Excerpt to read:

— start —

A district court may refer a motion for attorneys' fees to a magistrate judge for disposition. See Fed.R.Civ.P. 54(d)(2)(D). If a timely objection is filed to the magistrate judge's determination, the district court reviews the matter de novo because the Federal Rules of Civil Procedure require that the motion for attorneys' fees be treated "under Rule 72(b) as if it were a dispositive pretrial matter." See Fed. R.Civ.P. 54(d)(2)(D); Fed.R.Civ.P. 72(b). See also R.A. v. Department of Children, Youth and Families, 18 F.Supp.2d 157, 159 (D.R.I.1998).

In making a de novo determination, the district court "may accept, reject, or modify the recommended decision, receive further evidence, or recommit the matter to the magistrate judge with instructions." Fed.R.Civ.P. 72(b); see also 28 U.S.C. § 636(b)(1). In reviewing a magistrate judge's recommendations, the district court must actually review and weigh the evidence presented to the magistrate judge, and not merely rely on the magistrate judge's report and recommendation. See United States v. Raddatz, 447 U.S. 667, 675, 100 S.Ct. 2406, 65 L.Ed.2d 424 (1980); Gioiosa v. United States, 684 F.2d 176, 178 (1st Cir.1982).

B. The Award of Attorneys' Fees

Rhode Island law controls this case because the right to recovery is premised on a breach of contract. See Northern Heel Corp. v. Compo Indus., Inc., 851 F.2d 456, 475 (1st Cir.1988). Under Rhode Island case law, an award of attorneys' fees should be "consistent with the services rendered, that is to say, which is fair and reasonable." Palumbo v. United States Rubber Co., 102 R.I. 220, 229 A.2d 620, 622 (1967) (punctuation omitted).

— end —

Supplied information:

— start —

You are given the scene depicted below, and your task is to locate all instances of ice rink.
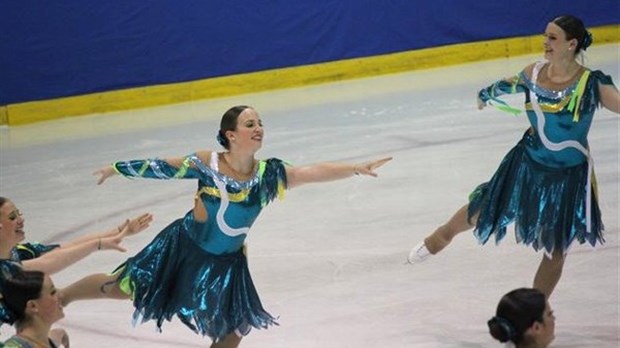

— end —

Challenge 1:
Name every court case cited in the excerpt on attorneys' fees.
Challenge 2:
Continue the excerpt on attorneys' fees after its final sentence.

Written response 1:
R.A. v. Department of Children, Youth and Families
United States v. Raddatz
Gioiosa v. United States
Northern Heel Corp. v. Compo Indus., Inc.
Palumbo v. United States Rubber Co.

Written response 2:
[W]hat is fair and reasonable depends, of course, on the facts and circumstances of each case. We consider the amount in issue, the questions of law involved and whether they are unique or novel, the hours worked and the diligence displayed, the result obtained, and the experience, standing and ability of the attorney who rendered the services. Each of these factors is important, but no one is controlling.

Id. at 622-23 (citations omitted).

Therefore, this Court examines the evidence presented by the party claiming the fees, and it considers the Palumbo factors to decide whether to accept the claim or reduce it. Where possible, this Court will make concrete findings and reduce the claim by corresponding, precise amounts. However, a reduction can also be achieved by an across-the-board discount rather than a line-byline critique of billing records. In an attorneys' fees dispute based on federal law, then-Chief Judge Francis Boyle noted that such a detailed critique would be a labor equivalent to Hercules cleansing the Augean Stables. See Mokover v. Neco Enter., Inc., 785 F.Supp. 1083, 1090 (D.R.I.1992). This Court agrees with Judge Boyle's view that the First Circuit generally approves of such across-the-board discounts:

In similar cases with voluminous fee applications, courts have recognized that it is unrealistic to expect a trial judge to evaluate and rule on...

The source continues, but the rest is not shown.